Retype every entry exactly, character for character.
(begin)
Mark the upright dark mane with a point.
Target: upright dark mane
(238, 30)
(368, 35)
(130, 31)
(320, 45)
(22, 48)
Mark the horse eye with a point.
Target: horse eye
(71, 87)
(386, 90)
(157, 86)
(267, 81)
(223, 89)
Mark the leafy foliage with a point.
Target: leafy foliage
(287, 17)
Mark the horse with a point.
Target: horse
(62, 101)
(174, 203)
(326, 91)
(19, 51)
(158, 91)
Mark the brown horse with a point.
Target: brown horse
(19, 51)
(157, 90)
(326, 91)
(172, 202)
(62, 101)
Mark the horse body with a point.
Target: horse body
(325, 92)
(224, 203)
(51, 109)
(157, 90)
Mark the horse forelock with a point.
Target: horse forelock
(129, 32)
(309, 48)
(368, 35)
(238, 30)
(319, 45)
(end)
_Expected answer_
Mark the upright dark mane with a point.
Target: upright dark mane
(238, 30)
(368, 35)
(130, 31)
(320, 45)
(22, 48)
Mark the horse eye with a point.
Target: horse eye
(71, 87)
(386, 90)
(157, 86)
(267, 81)
(223, 89)
Mark the leafy foliage with a point.
Target: leafy foliage
(287, 17)
Mark the horse with a point.
Target: horse
(62, 101)
(174, 203)
(326, 91)
(19, 51)
(158, 91)
Mark the brown horse with a point.
Target: brown horse
(19, 51)
(157, 90)
(326, 91)
(172, 202)
(62, 101)
Mark the horse body with a point.
Target: horse body
(325, 92)
(224, 203)
(51, 109)
(157, 90)
Mark the horse forelock with a point.
Target: horse forelock
(129, 32)
(309, 48)
(368, 35)
(238, 30)
(319, 45)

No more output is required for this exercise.